─── MATERIAL PROVIDED ───

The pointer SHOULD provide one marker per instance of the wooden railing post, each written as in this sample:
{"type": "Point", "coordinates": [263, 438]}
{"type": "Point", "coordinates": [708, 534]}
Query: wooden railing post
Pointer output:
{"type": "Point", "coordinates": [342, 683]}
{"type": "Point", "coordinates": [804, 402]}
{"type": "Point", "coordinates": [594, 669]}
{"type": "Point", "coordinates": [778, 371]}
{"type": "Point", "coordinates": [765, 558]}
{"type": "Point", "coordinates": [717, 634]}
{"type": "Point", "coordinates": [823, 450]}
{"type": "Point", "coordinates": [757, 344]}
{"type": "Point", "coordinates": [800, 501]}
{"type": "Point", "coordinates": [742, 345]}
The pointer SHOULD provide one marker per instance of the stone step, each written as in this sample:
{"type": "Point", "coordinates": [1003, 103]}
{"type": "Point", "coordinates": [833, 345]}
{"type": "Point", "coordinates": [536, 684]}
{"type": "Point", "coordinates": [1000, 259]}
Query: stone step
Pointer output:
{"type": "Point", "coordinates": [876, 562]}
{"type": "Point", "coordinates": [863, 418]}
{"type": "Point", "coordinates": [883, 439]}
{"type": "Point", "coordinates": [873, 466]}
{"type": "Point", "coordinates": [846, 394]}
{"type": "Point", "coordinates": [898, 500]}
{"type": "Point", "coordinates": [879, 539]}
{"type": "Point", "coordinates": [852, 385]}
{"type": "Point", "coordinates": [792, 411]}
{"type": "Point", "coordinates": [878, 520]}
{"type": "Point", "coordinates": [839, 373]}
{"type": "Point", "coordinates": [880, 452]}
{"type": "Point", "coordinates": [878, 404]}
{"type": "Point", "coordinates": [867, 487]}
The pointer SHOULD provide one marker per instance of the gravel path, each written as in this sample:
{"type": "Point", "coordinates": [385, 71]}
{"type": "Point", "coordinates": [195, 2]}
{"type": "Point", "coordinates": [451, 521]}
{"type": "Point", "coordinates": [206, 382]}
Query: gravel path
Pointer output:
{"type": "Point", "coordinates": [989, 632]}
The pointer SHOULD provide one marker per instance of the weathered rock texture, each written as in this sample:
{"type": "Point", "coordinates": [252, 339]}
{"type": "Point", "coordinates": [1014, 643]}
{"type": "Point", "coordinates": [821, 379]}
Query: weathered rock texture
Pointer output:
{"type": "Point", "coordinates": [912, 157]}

───

Format as a Markdown table with the columns Row and Line the part of the records that opens with the line containing "of the weathered" and runs through the end of the records. Put one line in each row and leave out any blank lines.

COMPLETE RESPONSE —
| Row | Line |
|---|---|
| 1 | The pointer SHOULD provide one marker per instance of the weathered rock texture, each written as in this sample: |
| 2 | {"type": "Point", "coordinates": [252, 339]} |
| 3 | {"type": "Point", "coordinates": [1014, 643]} |
| 4 | {"type": "Point", "coordinates": [821, 379]} |
| 5 | Query: weathered rock texture |
| 6 | Pointer output: |
| 7 | {"type": "Point", "coordinates": [912, 157]} |